EXERCISE INSTRUCTIONS.
Retype exactly the stretch of lines that begins at the line containing "shoreline is and return its bounding box." and ends at the last line of the data, with no other lines.

------

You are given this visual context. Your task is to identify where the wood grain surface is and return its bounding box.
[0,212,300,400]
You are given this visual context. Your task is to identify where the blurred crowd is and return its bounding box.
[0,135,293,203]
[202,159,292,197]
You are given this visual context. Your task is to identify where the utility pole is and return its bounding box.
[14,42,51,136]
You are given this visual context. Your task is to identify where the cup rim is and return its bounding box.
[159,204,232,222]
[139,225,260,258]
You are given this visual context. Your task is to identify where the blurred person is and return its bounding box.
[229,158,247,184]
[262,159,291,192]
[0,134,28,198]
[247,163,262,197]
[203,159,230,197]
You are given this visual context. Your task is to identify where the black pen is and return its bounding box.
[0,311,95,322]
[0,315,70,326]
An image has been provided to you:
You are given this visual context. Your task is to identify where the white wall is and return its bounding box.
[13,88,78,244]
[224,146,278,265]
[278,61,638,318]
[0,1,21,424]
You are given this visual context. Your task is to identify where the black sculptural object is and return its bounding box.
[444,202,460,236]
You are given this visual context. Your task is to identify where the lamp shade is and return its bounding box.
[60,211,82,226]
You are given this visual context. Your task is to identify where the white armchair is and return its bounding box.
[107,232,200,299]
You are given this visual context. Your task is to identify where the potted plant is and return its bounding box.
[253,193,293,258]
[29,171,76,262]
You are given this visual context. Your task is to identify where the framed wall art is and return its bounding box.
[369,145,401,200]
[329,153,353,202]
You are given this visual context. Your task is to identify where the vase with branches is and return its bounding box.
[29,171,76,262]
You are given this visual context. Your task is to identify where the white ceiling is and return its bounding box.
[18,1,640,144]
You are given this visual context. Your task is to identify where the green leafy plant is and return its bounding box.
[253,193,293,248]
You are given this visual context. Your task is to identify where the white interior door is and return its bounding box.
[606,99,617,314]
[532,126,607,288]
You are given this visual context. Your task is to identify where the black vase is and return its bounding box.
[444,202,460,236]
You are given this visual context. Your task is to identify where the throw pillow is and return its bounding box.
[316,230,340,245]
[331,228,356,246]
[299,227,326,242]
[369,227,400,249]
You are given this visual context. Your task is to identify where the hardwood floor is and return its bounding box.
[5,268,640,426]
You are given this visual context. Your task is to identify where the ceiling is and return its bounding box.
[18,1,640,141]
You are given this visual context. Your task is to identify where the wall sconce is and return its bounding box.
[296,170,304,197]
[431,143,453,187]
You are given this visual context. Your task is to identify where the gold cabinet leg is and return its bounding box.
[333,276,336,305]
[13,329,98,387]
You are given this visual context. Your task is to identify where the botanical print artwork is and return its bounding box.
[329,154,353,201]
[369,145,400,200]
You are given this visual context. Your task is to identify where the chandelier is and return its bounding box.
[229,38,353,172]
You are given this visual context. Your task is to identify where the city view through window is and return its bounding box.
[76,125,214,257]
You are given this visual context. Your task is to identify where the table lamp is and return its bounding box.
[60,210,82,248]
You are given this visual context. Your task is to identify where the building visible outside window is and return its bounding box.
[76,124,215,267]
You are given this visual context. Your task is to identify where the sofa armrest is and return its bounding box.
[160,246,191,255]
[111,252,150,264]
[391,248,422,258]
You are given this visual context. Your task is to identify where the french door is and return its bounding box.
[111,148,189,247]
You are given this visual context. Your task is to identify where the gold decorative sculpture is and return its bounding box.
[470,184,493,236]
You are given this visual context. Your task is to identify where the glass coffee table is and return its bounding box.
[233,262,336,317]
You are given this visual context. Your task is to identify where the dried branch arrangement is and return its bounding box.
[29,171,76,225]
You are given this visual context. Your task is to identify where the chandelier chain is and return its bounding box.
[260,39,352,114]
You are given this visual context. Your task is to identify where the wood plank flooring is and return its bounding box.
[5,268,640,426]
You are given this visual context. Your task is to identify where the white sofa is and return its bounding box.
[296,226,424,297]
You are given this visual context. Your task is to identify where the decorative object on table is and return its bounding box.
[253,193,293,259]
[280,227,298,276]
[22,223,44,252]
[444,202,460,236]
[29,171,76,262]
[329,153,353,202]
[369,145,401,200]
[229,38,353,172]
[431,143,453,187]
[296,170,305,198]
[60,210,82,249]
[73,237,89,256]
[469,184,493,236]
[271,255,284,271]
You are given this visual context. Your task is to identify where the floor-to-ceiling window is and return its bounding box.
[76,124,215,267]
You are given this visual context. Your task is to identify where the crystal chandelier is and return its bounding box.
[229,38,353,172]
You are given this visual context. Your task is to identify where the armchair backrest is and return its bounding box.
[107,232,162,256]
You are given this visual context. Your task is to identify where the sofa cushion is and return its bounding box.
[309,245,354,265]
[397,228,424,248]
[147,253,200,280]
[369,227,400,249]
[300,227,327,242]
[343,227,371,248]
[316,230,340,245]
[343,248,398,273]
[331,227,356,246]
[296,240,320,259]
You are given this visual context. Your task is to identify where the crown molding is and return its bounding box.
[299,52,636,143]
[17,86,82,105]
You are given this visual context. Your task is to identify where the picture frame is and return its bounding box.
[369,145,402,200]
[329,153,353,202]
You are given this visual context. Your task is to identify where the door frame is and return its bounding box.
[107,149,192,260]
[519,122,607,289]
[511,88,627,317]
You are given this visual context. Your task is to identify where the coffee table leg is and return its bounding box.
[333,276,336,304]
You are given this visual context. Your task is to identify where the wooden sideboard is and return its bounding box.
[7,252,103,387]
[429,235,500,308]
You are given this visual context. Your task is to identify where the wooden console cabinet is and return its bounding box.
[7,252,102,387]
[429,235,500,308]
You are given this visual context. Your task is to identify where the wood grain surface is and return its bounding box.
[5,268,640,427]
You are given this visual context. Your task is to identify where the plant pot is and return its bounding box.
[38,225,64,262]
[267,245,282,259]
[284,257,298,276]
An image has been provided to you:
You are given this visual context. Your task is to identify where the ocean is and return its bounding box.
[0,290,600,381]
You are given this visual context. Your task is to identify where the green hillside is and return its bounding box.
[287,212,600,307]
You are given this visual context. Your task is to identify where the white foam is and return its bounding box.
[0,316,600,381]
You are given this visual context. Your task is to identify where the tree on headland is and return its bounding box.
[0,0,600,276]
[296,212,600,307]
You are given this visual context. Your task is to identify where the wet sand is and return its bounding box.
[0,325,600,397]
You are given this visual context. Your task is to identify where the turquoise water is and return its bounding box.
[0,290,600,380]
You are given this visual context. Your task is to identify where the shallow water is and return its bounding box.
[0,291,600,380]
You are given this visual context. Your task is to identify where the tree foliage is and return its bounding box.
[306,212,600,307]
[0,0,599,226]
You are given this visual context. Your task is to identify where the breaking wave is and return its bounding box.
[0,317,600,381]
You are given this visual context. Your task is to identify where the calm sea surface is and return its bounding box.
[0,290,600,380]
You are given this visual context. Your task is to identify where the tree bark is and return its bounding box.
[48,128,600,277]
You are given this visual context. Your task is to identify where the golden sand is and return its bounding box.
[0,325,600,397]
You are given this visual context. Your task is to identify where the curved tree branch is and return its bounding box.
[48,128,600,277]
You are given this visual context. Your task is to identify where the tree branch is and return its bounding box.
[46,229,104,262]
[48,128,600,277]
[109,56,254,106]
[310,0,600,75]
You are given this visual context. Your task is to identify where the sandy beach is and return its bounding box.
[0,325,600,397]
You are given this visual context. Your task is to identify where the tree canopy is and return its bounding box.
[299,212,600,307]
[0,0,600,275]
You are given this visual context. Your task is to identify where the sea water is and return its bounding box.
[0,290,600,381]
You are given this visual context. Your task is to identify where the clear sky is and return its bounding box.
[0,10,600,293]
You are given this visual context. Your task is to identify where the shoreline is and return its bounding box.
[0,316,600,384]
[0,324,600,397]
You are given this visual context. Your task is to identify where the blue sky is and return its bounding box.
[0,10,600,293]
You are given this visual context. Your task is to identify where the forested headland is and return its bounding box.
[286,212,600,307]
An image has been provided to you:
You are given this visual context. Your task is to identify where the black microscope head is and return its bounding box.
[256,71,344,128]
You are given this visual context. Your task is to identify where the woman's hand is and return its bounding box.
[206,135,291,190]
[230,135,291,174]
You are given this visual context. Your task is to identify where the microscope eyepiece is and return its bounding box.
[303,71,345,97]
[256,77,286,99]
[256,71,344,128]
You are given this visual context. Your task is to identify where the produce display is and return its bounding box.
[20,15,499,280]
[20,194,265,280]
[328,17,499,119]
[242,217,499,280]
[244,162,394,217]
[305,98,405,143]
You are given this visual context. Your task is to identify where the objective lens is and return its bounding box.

------

FINISHED TASK.
You are given this visual context. Your task is to identify where the shoreline is and return its bounding box.
[0,316,600,384]
[0,324,600,397]
You are given this visual context. Your task is to identify where the blue sky is and return its bounding box.
[0,10,600,293]
You are given this visual context. Your task is to identify where the forested headland is and return its bounding box.
[286,212,600,307]
An image has been provided to you:
You are given this visual context. Your task is to identify where the black microscope head is and return its bounding box.
[256,71,344,128]
You are given this visual context. Your task is to identify where the woman's hand is and return its bounding box.
[206,135,291,190]
[230,135,291,174]
You are given this visual context. Your task is to identify where the microscope eyepiece is and return its bounding box.
[303,71,345,97]
[256,77,286,99]
[256,71,344,128]
You are given this visual context. Your task is to identify where the produce display is and return its bounding box.
[20,15,499,280]
[20,194,265,280]
[328,17,499,119]
[242,217,499,280]
[244,162,394,217]
[305,98,405,143]
You are given this visual context. Your task is to identify where the objective lens is and return its bounding box.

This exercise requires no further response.